==== Data for analysis ====

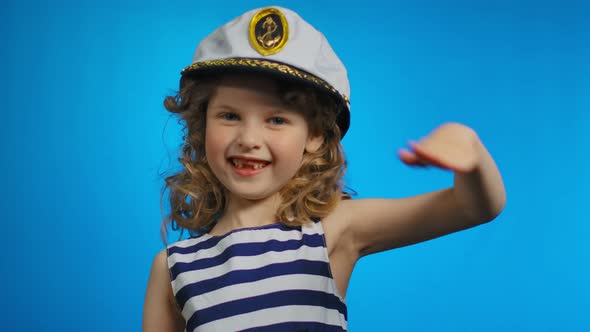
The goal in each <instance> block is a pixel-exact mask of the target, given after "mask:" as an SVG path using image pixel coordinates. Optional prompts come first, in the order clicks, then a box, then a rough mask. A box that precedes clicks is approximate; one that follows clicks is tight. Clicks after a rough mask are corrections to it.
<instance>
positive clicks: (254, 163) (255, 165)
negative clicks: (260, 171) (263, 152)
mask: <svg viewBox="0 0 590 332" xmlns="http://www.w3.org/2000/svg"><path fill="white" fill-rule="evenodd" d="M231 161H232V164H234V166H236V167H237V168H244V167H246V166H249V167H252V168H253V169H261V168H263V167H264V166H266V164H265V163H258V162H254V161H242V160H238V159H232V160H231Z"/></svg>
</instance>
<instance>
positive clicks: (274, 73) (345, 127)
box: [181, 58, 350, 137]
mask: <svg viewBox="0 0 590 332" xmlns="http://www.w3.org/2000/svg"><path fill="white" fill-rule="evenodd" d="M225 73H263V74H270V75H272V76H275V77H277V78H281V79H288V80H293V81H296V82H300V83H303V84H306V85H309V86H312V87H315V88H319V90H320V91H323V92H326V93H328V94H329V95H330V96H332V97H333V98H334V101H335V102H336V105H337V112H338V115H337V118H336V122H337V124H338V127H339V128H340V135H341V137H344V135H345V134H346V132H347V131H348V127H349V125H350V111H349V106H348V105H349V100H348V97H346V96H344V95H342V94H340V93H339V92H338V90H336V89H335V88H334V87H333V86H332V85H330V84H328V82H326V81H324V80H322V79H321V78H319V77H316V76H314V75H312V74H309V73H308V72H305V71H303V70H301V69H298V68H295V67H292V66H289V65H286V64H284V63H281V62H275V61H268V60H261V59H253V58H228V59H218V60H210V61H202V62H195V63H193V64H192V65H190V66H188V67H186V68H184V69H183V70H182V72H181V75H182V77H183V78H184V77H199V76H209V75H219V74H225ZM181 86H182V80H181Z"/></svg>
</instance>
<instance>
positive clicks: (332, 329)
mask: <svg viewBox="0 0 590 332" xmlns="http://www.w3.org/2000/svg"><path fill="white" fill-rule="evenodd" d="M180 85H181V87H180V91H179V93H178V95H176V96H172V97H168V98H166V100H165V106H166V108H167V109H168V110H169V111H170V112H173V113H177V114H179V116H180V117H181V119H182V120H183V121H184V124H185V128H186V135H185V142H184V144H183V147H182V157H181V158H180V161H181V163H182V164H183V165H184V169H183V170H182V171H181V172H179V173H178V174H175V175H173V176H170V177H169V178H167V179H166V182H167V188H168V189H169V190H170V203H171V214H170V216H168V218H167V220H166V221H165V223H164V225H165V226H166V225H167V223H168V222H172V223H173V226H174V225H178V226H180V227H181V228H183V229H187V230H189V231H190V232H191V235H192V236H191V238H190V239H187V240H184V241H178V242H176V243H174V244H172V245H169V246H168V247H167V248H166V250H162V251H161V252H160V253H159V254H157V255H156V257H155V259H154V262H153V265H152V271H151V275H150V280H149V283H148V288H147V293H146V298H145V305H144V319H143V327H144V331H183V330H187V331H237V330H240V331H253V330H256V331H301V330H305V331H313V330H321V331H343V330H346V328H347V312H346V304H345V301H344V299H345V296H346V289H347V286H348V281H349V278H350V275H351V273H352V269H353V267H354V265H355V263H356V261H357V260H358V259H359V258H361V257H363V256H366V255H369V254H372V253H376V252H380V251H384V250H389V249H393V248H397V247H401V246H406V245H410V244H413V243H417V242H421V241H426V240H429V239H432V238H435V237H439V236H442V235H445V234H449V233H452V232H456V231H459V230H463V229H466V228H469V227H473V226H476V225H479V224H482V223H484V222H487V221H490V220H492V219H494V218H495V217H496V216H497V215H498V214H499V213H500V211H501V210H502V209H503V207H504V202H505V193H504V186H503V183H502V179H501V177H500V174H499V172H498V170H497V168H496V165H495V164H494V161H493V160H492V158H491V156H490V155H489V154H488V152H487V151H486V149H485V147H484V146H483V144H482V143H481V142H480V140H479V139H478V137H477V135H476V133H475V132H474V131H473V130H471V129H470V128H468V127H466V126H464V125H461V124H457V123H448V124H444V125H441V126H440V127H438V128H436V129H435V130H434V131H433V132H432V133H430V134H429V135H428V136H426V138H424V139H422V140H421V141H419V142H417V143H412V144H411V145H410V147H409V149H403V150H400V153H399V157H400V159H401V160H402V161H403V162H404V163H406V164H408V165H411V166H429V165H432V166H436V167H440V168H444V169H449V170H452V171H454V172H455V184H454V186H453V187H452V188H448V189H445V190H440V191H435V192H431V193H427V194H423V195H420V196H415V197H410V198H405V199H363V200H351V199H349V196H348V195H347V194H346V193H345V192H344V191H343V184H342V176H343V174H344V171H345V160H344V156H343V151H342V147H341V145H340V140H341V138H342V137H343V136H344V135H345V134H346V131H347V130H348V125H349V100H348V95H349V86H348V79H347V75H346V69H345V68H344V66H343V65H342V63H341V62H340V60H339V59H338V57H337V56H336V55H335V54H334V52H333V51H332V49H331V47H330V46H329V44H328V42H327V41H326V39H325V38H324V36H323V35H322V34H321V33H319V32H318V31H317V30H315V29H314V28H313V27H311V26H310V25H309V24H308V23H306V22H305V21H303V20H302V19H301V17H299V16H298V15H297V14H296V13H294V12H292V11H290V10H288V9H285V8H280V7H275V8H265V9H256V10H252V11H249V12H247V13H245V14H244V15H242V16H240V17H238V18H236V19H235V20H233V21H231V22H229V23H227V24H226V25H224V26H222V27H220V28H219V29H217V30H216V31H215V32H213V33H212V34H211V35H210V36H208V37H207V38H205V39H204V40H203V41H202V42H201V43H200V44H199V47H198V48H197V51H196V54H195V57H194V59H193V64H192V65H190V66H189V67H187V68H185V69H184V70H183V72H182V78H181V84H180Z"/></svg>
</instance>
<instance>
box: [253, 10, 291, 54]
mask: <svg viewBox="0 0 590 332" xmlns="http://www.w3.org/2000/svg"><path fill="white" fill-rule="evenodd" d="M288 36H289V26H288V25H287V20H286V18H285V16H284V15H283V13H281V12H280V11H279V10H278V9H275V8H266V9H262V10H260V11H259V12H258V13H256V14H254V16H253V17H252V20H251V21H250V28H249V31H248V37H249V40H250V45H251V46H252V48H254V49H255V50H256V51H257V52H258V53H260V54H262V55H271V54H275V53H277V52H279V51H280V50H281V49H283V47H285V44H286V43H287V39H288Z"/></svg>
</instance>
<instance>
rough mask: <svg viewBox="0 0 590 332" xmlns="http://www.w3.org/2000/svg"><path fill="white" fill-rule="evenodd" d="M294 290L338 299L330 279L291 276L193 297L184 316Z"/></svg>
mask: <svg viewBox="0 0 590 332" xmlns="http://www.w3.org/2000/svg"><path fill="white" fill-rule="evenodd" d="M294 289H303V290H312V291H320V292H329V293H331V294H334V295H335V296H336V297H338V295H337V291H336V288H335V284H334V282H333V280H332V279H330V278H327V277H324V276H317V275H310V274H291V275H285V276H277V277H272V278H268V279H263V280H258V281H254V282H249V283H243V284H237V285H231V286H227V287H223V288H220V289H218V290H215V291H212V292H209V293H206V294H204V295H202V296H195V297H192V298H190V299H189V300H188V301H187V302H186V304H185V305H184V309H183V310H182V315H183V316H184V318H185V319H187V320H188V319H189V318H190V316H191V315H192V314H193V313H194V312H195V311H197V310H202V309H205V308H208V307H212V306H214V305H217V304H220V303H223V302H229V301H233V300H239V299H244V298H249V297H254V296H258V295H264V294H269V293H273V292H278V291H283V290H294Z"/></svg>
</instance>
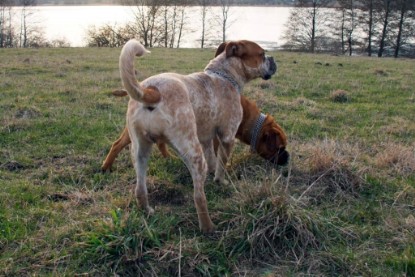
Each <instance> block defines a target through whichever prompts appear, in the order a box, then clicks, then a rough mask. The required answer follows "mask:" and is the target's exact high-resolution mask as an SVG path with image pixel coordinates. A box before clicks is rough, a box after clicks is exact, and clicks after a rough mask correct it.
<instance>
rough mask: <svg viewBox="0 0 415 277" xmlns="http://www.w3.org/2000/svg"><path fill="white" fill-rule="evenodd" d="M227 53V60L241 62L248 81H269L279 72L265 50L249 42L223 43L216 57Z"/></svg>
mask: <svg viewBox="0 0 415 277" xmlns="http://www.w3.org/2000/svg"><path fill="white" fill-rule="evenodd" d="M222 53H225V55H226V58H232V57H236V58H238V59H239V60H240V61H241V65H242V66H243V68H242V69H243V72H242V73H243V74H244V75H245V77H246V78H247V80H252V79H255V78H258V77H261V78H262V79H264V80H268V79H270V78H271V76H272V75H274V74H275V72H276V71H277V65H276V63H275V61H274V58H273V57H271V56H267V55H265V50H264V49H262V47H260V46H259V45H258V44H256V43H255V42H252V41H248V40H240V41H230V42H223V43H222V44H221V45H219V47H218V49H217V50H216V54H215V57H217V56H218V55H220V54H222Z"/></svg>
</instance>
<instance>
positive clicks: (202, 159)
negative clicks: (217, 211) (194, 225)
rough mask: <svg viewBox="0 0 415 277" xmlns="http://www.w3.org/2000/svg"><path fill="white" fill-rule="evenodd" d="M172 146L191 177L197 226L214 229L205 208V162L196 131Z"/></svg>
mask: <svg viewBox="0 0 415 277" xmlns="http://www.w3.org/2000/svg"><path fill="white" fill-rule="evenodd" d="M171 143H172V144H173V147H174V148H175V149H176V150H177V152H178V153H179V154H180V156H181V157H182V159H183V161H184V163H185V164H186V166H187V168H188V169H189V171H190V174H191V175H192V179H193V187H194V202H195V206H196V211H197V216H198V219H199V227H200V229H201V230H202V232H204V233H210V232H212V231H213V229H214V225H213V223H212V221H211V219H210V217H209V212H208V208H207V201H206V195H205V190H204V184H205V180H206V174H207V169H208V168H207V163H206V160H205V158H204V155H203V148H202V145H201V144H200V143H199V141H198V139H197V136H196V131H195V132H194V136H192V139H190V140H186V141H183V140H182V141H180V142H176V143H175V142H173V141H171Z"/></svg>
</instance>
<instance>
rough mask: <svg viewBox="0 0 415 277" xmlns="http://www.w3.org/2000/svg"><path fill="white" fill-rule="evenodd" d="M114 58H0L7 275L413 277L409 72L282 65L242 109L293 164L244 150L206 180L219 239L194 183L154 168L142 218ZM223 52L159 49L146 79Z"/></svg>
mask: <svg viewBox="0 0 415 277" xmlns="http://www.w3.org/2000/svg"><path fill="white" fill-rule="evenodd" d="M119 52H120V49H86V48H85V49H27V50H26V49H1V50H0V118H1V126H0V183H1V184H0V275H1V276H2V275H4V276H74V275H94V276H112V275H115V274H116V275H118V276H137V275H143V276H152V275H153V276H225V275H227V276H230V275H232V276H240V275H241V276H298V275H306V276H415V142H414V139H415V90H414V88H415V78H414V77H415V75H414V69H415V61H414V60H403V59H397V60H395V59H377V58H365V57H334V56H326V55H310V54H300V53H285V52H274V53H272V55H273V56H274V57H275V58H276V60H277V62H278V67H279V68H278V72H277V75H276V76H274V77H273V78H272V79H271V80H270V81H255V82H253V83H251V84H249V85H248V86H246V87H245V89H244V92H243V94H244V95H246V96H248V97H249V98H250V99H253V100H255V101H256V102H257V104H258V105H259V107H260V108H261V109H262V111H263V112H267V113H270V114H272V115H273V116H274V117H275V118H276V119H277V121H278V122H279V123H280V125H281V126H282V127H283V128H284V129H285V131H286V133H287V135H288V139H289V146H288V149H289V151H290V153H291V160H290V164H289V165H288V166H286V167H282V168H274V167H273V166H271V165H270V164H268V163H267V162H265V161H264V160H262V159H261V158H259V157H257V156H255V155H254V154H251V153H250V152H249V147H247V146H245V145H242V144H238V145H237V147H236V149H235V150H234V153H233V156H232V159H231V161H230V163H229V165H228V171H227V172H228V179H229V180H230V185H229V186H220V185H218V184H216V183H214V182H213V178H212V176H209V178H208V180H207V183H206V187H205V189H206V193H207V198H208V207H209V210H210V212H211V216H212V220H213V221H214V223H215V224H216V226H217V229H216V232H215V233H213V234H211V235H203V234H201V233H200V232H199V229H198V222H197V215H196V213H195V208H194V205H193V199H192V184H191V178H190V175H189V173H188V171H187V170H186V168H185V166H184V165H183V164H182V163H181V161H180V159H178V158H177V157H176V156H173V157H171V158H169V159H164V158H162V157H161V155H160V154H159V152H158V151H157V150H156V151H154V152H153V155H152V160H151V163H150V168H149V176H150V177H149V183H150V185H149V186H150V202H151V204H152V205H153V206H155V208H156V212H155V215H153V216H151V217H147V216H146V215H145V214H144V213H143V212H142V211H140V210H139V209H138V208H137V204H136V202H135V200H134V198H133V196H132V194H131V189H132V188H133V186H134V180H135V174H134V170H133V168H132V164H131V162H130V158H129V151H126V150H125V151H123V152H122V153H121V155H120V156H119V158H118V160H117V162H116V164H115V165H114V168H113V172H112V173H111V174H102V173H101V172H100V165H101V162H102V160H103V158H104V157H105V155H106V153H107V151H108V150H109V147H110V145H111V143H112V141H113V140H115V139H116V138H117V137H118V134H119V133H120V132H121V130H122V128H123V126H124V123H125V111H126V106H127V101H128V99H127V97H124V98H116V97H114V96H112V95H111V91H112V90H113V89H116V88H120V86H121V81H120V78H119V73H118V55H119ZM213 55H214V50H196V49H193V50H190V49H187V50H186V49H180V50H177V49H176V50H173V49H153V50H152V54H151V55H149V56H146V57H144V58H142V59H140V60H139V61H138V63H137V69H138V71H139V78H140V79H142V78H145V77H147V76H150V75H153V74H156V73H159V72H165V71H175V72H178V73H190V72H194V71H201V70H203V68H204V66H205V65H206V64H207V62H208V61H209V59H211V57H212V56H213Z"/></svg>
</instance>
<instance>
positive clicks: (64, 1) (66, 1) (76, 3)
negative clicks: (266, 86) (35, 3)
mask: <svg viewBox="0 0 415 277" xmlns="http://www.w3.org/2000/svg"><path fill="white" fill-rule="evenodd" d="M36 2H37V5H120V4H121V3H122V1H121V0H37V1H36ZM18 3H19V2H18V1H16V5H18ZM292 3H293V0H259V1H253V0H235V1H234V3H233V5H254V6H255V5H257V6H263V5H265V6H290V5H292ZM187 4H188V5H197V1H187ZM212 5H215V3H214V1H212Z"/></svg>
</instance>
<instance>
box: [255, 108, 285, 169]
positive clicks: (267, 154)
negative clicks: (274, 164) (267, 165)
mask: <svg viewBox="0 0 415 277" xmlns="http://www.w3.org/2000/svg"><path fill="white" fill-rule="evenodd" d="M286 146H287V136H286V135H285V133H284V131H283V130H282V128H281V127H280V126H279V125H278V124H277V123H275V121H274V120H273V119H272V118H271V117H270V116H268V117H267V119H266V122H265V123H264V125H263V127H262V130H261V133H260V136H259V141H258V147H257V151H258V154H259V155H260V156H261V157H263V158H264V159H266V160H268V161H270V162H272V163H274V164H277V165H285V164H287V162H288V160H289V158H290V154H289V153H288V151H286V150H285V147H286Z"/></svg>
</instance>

====

▶ _Problem statement_:
Lines with the word "pixel" in them: report all of these from the listing above.

▶ _Response to the task_:
The goal in each <instance> block is a pixel-exact mask of the target, given after "mask:" as an SVG path using image pixel coordinates. Optional prompts come first, in the order clicks, then a box, then a rough mask. A box that precedes clicks is approximate; one that follows clicks is tight. Clicks after a rough mask are corrections to it.
Each <instance> block defines a target through whichever prompts appear, in the order a box, then clicks, then a rough mask. The required answer follows "mask:" and is the target's exact high-resolution mask as an SVG path with image pixel coordinates. A box before clicks is rough, a box after clicks is exact, and clicks after a rough mask correct it.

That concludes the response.